━━ EXTRACT TO READ

- Country: United States
- Language: English
- Genre: Science fiction

Publication
- Published in: Astounding Science Fiction
- Publication type: Periodical
- Publisher: Street & Smith
- Media type: Print (Magazine, Hardback & Paperback)
- Publication date: March 1945

Chronology
- Series: Empire series
| Pebble in the Sky | Prelude to Foundation |

= Blind Alley =

Science fiction short story by Isaac Asimov

"Blind Alley" is a science fiction short story by American writer Isaac Asimov. It was first published in the March 1945 issue of Astounding Science Fiction, and later included in the collection The Early Asimov (1972).

Although the story postulates a race of intelligent non-humans, it is set in the Foundation universe, during the era of Trantor's Galactic Empire.

==Publication history==
"Blind Alley" was the only story from mid-1943 to mid-1945 that was not part of Asimov's Foundation or Robot series. Written in September and October 1944, it was accepted by John W. Campbell in October and published in Astounding Science Fiction in March 1945. It was anthologised by Groff Conklin in The Best of Science Fiction, the first of Asimov's stories to have been reprinted. The $42.50 from the anthology caused him to realize that it was possible to earn more money from a story than the initial publication.

━━━━
━━ DATA ROWS

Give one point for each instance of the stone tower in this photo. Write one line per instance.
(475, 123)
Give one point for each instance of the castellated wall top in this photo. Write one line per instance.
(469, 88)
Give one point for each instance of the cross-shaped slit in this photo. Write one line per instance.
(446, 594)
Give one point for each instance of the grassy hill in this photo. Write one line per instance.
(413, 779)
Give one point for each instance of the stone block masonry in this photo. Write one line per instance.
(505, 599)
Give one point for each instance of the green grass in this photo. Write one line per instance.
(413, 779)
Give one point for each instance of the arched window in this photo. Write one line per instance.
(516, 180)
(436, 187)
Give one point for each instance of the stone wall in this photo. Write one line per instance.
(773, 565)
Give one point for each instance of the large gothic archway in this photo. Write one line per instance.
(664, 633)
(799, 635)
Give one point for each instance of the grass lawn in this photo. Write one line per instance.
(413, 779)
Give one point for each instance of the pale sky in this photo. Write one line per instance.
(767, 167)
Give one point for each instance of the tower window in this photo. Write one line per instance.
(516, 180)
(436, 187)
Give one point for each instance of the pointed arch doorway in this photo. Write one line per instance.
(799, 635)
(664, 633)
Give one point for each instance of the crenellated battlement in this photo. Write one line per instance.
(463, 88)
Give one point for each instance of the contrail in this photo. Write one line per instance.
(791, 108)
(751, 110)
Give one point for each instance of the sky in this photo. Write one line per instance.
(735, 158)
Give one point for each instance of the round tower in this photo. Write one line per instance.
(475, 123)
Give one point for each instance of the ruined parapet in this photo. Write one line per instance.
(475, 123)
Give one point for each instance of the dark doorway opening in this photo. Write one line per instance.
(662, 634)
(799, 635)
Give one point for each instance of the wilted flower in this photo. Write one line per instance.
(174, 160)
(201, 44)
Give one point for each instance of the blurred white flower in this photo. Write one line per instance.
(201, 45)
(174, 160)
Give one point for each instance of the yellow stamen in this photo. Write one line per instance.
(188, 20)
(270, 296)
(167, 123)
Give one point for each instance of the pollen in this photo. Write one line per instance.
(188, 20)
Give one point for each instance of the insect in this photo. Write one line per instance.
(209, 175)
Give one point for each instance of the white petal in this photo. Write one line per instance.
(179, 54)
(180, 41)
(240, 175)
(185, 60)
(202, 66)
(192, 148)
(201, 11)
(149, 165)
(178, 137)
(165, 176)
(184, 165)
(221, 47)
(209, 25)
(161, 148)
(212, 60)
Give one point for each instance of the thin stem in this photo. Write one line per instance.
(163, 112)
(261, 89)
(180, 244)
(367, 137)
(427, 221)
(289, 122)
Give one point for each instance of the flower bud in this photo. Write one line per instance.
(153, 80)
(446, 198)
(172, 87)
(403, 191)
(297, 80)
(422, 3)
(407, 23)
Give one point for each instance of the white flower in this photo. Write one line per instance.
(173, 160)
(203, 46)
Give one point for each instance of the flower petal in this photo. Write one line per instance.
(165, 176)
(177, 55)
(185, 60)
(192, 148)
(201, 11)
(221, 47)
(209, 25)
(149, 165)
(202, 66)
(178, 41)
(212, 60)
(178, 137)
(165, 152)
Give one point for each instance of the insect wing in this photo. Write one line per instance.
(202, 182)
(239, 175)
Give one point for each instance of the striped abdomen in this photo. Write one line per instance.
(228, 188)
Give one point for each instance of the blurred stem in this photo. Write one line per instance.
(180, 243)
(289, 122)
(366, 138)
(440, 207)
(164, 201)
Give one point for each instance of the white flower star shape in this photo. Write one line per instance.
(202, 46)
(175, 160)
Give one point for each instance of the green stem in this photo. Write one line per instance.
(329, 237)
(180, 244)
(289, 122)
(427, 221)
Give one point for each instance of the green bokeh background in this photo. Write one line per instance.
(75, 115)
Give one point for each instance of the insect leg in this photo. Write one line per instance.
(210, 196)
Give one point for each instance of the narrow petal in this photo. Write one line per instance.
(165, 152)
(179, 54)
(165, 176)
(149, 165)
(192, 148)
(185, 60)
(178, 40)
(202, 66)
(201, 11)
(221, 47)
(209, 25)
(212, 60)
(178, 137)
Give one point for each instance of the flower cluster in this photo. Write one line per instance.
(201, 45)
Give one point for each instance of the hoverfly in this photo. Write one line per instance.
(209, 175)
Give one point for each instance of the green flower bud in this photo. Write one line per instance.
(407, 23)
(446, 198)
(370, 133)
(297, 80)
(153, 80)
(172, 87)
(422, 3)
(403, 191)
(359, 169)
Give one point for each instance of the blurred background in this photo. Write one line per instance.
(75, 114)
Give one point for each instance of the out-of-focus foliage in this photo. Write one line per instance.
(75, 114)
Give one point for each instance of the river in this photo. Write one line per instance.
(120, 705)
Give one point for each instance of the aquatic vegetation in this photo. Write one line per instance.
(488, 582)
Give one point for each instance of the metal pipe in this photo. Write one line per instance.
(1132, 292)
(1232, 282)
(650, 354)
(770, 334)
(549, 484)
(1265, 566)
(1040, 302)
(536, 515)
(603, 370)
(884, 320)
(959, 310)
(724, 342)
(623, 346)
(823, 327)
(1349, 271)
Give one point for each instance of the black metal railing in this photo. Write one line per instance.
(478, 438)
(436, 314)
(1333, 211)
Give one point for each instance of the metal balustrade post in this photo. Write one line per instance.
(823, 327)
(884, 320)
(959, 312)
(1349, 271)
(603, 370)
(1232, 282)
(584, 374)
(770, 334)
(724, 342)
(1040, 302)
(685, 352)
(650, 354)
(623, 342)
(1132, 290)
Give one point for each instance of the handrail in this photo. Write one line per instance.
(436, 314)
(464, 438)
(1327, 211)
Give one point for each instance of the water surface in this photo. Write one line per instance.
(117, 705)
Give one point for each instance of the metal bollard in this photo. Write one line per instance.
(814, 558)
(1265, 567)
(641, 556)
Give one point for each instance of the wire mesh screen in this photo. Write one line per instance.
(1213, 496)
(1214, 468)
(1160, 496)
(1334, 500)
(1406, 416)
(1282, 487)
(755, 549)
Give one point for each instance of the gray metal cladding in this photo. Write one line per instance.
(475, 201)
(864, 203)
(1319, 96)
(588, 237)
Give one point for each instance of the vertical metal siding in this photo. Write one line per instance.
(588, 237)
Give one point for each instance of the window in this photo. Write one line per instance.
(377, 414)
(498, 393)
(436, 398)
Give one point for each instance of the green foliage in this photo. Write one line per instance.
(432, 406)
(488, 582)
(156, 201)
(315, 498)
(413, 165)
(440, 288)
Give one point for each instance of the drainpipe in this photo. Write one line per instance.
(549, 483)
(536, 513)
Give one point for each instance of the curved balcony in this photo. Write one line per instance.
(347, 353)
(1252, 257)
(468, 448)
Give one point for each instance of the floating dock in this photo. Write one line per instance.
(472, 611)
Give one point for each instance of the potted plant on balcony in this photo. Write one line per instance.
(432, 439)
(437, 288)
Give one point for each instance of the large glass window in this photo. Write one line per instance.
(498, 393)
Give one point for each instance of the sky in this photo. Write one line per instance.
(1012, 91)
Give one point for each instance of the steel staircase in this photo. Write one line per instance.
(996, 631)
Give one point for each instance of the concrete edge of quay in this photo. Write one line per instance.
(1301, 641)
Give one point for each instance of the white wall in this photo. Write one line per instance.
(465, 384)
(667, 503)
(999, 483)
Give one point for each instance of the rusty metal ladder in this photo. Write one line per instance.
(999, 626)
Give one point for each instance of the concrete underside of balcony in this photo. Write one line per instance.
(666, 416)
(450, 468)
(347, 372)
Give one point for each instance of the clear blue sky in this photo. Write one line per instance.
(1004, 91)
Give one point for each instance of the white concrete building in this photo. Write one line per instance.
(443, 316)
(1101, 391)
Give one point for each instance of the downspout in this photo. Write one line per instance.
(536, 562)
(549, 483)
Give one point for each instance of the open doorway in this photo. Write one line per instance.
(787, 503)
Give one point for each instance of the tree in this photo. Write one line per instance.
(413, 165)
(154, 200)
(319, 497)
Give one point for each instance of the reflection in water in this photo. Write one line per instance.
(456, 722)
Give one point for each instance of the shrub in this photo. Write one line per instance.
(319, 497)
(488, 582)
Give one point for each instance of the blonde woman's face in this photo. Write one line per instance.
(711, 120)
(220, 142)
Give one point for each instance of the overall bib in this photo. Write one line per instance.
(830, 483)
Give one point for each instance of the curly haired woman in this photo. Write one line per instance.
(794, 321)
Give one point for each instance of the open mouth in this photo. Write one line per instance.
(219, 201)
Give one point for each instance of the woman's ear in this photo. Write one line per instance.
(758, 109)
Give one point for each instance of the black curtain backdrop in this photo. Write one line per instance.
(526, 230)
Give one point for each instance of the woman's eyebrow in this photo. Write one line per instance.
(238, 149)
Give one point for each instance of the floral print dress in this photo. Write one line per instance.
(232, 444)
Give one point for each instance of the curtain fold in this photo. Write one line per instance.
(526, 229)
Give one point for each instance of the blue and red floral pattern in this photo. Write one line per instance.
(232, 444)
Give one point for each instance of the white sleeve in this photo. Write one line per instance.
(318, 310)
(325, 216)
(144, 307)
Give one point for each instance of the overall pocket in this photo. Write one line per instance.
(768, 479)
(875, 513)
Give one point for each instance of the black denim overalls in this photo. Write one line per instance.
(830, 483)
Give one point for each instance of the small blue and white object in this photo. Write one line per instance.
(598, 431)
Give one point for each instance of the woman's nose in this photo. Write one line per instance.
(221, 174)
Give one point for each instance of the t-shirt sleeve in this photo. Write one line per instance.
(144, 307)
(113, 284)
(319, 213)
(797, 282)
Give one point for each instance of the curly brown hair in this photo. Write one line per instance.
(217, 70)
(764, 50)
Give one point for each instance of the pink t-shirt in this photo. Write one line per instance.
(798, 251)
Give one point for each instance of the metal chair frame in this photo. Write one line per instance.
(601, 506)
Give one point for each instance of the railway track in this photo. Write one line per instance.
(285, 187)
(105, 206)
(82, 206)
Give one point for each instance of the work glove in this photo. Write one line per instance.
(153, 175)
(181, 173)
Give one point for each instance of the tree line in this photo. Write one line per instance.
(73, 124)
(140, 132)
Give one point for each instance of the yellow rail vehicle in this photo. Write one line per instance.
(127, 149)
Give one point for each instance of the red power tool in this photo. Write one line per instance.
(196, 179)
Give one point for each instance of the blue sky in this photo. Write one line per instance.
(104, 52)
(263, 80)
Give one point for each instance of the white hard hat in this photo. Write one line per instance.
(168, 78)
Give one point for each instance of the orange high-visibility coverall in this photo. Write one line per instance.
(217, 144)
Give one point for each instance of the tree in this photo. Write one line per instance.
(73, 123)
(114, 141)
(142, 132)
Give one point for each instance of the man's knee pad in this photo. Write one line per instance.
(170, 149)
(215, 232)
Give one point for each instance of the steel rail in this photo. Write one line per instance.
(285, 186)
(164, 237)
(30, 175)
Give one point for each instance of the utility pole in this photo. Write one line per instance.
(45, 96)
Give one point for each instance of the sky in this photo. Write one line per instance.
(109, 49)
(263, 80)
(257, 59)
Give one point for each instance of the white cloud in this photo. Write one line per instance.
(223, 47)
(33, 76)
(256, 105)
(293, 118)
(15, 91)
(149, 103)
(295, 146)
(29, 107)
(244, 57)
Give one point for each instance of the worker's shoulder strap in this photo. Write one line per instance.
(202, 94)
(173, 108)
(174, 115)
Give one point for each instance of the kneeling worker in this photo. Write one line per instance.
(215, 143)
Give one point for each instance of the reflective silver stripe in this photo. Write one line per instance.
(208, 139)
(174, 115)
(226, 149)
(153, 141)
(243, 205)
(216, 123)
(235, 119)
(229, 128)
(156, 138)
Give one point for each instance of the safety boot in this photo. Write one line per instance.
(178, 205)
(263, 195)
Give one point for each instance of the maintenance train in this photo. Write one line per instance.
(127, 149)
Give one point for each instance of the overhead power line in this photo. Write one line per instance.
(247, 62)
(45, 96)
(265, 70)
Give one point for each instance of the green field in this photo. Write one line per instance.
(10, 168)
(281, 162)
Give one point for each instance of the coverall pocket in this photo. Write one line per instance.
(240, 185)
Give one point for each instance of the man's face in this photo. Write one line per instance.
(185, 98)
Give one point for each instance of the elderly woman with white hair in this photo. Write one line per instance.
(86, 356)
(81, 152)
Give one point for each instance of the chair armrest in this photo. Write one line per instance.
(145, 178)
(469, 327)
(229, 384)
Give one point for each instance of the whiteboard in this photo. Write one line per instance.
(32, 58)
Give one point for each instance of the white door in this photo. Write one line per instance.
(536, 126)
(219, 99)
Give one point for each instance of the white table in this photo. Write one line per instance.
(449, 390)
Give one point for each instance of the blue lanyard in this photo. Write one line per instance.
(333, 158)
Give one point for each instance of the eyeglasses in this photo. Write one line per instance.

━━━━

COMPLETE THE FOLLOWING.
A) Pick out each line of the records that contains the word "tower", and copy those lines.
B) Write a continuation of the article on the short story "Blind Alley," beginning after its last sentence.
The article and the records come from two unrelated sources.

EXERCISE RESULTS.
A)
Give one point for each instance of the stone tower in this photo. Write one line per instance.
Give one point for each instance of the tower window in this photo. Write one line per instance.
Give one point for each instance of the round tower in this photo. Write one line per instance.

B)
Conklin included the story in a number of anthologies: the 1963 edition of The Best of Science Fiction, Great Stories of Space Travel also published that year and The Golden Age of Science Fiction in 1980. It also appeared in Isaac Asimov Presents the Great SF Stories 7 edited by Asimov and Martin H. Greenberg in 1982, and Intergalactic Empires edited by Asimov, Greenberg and Charles G. Waugh in 1983. Asimov included it in his own The Early Asimov in 1972, The Asimov Chronicles in 1989, and in volume 2 of The Complete Stories in 1992.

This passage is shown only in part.